─── DATA EXTRACTS ───

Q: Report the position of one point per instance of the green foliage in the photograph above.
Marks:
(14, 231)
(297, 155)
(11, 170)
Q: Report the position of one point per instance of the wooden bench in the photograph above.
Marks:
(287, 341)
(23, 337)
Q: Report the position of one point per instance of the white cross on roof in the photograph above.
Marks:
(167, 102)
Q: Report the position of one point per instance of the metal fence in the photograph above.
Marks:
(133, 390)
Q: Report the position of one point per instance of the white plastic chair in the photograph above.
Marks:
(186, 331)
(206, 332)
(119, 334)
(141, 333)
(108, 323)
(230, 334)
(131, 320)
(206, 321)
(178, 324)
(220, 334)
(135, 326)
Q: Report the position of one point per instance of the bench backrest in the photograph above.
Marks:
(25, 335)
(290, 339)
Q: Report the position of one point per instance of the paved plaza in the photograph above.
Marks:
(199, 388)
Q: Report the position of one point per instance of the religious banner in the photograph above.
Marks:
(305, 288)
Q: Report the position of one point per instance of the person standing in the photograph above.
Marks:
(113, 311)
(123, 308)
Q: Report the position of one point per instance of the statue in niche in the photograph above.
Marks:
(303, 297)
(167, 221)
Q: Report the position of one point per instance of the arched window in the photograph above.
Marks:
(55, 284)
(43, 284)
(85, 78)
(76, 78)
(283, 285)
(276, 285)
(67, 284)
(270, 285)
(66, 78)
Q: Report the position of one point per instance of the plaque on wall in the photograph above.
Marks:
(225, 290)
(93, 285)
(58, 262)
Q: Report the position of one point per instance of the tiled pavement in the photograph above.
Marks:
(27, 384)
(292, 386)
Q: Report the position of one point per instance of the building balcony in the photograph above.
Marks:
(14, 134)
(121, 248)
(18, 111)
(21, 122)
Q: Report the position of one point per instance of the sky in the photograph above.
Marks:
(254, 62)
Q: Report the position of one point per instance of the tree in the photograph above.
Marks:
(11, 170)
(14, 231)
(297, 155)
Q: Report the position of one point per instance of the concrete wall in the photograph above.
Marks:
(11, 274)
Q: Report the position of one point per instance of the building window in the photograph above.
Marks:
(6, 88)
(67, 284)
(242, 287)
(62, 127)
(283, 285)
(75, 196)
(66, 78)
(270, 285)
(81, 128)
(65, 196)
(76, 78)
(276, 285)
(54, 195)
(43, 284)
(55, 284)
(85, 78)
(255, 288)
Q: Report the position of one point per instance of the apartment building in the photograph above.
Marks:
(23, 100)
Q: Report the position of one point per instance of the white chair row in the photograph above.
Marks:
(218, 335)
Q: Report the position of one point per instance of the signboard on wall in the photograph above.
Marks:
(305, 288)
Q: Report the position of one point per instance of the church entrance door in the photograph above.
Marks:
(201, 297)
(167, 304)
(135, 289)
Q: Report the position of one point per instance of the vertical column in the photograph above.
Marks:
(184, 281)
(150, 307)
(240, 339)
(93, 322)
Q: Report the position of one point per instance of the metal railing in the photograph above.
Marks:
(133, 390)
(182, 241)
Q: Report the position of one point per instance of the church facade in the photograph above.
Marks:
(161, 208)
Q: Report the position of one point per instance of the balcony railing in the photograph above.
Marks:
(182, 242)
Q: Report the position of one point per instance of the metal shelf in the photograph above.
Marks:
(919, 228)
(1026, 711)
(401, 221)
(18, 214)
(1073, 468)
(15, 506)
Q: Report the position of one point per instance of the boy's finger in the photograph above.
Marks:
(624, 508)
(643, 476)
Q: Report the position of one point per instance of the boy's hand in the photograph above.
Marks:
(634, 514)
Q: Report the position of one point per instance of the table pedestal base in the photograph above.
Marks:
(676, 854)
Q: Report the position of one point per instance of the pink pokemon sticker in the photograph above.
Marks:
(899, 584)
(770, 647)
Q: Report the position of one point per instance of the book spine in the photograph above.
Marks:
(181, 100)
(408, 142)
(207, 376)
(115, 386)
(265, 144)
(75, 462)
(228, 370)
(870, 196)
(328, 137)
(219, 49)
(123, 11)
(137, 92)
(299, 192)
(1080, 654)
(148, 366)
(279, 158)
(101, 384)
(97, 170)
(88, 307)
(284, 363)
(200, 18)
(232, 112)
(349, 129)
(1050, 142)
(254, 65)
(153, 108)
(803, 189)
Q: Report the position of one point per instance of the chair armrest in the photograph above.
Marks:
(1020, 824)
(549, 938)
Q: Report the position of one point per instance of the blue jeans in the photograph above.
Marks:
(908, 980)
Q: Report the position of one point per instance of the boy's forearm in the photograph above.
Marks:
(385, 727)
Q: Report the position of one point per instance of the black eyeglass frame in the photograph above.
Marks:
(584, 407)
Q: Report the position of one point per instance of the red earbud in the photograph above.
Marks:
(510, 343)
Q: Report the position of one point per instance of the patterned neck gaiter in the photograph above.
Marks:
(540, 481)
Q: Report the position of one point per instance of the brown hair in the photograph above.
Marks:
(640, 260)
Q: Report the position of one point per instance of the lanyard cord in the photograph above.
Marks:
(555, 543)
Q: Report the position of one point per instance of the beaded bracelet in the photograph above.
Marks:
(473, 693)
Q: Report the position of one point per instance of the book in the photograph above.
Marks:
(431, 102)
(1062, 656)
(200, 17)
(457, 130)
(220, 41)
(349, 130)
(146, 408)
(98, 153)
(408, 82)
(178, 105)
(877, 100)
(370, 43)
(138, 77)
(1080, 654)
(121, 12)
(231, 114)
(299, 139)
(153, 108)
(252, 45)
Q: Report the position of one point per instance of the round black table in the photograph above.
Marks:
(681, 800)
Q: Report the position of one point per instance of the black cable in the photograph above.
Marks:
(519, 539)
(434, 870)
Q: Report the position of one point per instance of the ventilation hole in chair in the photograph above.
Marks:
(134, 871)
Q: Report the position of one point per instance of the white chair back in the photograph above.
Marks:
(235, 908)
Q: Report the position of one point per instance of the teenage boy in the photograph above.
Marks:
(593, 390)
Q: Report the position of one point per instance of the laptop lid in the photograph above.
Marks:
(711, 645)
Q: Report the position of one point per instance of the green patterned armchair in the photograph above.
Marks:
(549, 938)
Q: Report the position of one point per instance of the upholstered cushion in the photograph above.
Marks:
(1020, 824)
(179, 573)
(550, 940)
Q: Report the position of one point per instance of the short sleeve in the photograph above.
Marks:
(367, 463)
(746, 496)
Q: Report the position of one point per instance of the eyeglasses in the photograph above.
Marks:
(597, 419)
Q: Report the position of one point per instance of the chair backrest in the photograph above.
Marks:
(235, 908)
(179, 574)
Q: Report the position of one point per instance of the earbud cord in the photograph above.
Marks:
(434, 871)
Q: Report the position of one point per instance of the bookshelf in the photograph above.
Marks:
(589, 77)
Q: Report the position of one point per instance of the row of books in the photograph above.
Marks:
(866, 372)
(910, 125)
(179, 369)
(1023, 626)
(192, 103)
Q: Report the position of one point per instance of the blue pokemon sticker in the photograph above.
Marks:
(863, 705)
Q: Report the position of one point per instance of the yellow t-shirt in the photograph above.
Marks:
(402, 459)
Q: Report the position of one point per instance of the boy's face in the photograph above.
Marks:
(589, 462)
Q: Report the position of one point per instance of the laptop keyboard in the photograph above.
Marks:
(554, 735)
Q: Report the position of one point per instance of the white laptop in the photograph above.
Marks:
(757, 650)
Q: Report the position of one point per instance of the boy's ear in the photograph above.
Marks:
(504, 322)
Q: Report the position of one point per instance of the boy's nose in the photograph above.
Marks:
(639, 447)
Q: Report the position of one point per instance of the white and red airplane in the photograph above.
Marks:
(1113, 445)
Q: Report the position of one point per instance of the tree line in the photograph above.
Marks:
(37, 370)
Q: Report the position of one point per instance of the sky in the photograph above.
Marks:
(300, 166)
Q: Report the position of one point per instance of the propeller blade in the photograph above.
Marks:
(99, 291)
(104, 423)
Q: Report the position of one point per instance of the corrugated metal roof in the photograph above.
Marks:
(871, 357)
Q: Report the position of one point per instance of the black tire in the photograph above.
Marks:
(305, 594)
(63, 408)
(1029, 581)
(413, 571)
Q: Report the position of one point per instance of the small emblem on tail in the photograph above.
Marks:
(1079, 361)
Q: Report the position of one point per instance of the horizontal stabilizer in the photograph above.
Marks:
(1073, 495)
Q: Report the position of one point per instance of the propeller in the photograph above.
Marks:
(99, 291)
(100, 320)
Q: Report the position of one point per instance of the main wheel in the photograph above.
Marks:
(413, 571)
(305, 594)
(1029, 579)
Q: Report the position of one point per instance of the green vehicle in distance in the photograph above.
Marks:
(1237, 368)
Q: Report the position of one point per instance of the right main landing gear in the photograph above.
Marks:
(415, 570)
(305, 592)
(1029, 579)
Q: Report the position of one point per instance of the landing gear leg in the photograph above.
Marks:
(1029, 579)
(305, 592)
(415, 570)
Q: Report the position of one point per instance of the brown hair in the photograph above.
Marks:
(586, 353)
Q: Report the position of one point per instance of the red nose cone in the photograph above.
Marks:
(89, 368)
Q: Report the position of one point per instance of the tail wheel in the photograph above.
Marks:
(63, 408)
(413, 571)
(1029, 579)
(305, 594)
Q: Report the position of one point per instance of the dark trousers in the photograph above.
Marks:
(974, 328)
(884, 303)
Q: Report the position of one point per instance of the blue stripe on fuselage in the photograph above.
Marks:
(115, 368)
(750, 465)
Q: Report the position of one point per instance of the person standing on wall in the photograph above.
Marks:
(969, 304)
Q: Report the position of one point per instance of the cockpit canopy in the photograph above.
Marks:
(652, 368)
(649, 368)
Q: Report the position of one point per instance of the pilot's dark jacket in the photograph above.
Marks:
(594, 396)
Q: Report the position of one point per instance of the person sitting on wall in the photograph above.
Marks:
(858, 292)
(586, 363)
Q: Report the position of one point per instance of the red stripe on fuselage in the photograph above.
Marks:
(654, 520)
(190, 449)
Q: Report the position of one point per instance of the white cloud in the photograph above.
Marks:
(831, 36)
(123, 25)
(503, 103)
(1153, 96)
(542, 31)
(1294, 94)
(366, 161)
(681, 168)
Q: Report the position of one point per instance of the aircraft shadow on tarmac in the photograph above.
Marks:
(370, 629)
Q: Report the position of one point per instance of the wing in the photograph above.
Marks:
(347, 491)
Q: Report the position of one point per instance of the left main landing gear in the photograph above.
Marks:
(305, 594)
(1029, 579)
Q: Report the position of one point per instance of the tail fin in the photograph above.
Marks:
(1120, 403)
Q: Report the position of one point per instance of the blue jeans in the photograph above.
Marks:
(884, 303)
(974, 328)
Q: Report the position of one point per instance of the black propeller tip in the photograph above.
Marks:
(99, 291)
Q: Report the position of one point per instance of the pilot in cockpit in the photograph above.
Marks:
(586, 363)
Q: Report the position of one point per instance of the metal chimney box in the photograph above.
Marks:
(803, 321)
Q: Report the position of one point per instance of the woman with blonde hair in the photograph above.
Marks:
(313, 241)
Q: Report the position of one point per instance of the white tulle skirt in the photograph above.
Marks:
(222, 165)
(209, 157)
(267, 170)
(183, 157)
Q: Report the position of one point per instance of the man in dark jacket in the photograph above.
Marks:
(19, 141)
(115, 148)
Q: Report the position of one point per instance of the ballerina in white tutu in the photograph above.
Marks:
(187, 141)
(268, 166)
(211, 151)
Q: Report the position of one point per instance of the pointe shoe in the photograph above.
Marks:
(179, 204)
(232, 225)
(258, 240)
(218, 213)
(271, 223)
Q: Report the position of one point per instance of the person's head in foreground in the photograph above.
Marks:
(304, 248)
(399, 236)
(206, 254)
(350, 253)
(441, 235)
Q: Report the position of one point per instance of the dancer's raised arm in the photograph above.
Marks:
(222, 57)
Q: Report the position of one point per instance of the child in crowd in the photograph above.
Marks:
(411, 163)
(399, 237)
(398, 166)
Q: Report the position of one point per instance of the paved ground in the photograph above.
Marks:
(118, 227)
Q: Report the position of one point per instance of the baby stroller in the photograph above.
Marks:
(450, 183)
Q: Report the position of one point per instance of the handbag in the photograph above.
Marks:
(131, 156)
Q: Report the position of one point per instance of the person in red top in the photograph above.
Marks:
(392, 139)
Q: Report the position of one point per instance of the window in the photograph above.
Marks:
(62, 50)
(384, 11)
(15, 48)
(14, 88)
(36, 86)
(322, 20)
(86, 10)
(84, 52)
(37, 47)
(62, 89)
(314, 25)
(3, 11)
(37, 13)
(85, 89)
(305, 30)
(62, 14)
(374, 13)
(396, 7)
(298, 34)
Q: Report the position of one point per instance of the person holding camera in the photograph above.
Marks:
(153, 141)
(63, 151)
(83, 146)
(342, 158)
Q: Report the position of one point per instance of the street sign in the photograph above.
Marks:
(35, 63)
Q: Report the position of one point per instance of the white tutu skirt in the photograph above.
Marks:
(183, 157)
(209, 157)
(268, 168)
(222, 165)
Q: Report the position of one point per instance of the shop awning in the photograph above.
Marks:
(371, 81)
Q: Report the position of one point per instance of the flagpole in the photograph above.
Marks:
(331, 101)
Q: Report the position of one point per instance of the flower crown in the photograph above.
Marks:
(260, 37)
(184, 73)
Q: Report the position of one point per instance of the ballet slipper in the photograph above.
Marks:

───

WORK INSTRUCTION: Across the entries above, how many lines contain the string "pilot"? The number alone is the answer.

COMPLETED TASK: 2